• [Testo da leggere]:
^^^^^^^^

Si deve risalire al “precedente” della “teoria della semina dell’oro”, prospettata dal Gatto e dalla Volpe a Pinocchio, per ritrovare, nella storia delle discipline economiche, un concetto, tanto ingegnoso quanto vacuo, come quello enunciato dal professore dell’Università della California del Sud Arthur Betz Laffer, Sr., nel lontano 1974, nel corso di un cocktail pomeridiano presenziato da personaggi del calibro di Dick Cheney e Donald Rumsfeld, i quali in seguito girarono la “dritta” al candidato repubblicano alle presidenziali USA del 1980, Ronald Reagan.

^^^^^^^^

• [Dettagli del compito]:
Riporta parola per parola la parte del brano su Laffer compresa tra "Si deve risalire" e "1980, Ronald Reagan.", estremi inclusi.

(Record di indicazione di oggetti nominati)
^^^^^^^^

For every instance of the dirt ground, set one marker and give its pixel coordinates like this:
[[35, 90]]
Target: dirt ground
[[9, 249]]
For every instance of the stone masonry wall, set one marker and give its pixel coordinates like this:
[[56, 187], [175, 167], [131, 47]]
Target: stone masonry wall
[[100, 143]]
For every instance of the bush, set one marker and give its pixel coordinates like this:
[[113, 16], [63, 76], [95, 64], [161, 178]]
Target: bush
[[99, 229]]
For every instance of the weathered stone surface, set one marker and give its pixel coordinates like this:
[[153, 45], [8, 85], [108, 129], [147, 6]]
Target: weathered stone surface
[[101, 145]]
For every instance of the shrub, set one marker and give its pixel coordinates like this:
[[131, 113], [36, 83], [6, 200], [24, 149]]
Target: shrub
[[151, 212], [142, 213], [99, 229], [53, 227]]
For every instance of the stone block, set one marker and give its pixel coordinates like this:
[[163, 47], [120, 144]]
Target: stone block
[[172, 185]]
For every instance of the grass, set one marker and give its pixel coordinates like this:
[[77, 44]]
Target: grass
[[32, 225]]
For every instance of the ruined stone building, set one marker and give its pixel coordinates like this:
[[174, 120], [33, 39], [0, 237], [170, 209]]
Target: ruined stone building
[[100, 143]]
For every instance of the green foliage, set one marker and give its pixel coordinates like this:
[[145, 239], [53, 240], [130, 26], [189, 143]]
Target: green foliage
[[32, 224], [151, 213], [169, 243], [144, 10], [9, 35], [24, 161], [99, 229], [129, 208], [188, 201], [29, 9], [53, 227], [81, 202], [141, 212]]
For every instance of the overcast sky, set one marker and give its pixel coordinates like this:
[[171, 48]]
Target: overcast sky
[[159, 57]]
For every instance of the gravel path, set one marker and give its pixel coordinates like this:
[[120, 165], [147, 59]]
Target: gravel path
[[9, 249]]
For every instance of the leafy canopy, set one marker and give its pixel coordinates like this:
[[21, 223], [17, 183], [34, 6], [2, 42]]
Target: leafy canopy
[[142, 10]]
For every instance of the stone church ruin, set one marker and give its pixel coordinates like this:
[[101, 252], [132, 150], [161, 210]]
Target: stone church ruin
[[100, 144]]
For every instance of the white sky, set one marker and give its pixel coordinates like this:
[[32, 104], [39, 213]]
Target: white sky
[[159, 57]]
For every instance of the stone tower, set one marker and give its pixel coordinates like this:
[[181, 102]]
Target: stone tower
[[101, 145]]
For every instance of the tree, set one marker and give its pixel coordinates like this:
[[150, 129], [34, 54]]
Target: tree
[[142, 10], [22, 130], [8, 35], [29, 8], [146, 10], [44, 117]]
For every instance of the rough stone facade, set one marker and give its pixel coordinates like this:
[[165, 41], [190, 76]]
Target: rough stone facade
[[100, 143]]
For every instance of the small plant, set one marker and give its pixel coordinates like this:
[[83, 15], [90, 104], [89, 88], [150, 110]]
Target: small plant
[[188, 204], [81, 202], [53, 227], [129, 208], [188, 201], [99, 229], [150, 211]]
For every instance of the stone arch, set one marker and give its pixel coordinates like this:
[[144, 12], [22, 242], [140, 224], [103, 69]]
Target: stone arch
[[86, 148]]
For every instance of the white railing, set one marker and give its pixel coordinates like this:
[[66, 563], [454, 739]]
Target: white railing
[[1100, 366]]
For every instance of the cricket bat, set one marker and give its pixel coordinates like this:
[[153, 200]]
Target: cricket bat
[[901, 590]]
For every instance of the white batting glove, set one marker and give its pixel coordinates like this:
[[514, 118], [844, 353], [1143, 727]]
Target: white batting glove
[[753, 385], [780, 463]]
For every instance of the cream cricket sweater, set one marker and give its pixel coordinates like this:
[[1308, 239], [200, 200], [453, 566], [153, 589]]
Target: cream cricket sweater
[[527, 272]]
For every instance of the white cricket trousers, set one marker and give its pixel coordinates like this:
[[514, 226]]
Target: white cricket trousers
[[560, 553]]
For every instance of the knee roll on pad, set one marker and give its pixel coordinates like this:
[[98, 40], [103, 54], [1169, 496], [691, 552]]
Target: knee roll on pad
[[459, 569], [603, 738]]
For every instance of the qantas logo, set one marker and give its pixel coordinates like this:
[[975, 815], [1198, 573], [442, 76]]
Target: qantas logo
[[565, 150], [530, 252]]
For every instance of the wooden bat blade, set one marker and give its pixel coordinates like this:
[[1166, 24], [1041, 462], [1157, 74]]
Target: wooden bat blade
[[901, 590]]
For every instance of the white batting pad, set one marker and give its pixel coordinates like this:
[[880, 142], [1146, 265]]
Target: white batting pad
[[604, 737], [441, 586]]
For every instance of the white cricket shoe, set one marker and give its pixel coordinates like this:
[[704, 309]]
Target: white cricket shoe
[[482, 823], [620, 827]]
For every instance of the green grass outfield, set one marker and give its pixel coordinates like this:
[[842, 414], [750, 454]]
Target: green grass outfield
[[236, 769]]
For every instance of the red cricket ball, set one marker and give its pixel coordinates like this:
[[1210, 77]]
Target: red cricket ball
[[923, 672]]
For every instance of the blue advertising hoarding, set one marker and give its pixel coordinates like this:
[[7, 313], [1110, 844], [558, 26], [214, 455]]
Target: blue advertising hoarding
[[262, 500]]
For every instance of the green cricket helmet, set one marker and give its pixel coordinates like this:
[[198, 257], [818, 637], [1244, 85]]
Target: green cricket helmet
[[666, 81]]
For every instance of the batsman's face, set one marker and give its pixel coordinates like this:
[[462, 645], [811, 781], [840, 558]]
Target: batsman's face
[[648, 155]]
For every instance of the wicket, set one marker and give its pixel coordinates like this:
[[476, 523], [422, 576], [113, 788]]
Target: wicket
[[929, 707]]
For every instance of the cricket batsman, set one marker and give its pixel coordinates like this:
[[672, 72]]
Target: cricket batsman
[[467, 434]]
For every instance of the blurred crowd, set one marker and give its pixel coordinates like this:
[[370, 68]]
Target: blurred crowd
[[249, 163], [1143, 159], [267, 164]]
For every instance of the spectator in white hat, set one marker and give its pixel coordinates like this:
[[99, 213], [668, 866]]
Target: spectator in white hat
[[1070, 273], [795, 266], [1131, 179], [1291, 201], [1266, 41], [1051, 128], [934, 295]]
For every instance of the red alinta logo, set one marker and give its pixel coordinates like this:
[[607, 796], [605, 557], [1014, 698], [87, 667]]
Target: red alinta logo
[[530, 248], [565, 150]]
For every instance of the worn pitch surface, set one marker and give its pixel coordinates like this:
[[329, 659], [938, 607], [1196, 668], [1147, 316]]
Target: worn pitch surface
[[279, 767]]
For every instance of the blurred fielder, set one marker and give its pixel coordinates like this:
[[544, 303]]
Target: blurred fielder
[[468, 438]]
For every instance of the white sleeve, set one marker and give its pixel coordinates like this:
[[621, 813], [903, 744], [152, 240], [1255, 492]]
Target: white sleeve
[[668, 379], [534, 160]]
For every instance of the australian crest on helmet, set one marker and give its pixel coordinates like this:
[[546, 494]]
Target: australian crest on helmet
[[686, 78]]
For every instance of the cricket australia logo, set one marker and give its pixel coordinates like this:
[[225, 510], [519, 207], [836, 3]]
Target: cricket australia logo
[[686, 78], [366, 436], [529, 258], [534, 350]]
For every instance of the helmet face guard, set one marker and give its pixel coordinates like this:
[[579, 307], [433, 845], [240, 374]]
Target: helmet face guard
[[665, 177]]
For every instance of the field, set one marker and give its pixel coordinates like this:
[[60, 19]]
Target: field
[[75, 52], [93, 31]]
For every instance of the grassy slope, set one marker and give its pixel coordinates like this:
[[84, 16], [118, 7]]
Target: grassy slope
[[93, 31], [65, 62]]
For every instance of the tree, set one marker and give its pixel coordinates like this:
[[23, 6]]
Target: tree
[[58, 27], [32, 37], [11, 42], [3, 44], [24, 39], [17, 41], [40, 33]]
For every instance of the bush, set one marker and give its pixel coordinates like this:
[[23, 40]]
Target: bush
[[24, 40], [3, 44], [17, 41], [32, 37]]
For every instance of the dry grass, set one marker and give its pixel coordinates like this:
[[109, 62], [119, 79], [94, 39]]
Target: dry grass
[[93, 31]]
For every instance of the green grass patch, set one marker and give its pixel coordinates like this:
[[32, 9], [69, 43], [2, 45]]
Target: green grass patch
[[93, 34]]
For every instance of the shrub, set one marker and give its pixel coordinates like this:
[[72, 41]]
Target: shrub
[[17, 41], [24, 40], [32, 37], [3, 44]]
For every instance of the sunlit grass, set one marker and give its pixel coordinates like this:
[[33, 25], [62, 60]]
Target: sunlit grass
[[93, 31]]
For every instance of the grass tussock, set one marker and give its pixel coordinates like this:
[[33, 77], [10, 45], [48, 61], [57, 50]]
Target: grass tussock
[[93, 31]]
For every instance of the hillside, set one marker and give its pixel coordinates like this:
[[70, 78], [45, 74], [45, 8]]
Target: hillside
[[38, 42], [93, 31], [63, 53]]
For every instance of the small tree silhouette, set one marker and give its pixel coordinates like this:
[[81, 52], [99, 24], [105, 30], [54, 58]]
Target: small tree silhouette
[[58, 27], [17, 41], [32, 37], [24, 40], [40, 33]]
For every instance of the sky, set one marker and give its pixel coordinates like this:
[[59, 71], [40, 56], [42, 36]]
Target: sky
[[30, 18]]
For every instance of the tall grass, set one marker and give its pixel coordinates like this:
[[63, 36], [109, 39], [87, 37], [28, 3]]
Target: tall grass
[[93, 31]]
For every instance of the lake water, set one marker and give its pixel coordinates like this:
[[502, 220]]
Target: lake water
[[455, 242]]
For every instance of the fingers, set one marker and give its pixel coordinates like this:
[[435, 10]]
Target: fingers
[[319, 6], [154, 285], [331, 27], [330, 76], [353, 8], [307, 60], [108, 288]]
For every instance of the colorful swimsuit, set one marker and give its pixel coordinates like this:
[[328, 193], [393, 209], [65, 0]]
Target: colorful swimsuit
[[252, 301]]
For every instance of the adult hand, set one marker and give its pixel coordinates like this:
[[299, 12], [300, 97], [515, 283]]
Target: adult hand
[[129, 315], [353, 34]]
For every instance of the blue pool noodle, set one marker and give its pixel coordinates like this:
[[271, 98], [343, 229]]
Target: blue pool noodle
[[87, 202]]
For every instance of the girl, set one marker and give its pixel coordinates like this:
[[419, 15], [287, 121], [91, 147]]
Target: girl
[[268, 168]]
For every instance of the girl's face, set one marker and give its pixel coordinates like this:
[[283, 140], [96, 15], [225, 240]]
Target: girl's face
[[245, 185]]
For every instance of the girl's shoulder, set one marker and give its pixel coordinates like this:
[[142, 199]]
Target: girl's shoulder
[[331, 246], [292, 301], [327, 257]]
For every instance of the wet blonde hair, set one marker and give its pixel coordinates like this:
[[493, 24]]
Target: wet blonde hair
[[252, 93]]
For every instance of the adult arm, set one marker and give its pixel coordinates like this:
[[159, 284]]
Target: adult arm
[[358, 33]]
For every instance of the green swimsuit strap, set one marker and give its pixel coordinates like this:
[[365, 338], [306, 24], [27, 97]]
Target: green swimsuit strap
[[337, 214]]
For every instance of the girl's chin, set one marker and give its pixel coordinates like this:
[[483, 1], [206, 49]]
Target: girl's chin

^^^^^^^^

• [Soluzione]:
Si deve risalire al “precedente” della “teoria della semina dell’oro”, prospettata dal Gatto e dalla Volpe a Pinocchio, per ritrovare, nella storia delle discipline economiche, un concetto, tanto ingegnoso quanto vacuo, come quello enunciato dal professore dell’Università della California del Sud Arthur Betz Laffer, Sr., nel lontano 1974, nel corso di un cocktail pomeridiano presenziato da personaggi del calibro di Dick Cheney e Donald Rumsfeld, i quali in seguito girarono la “dritta” al candidato repubblicano alle presidenziali USA del 1980, Ronald Reagan.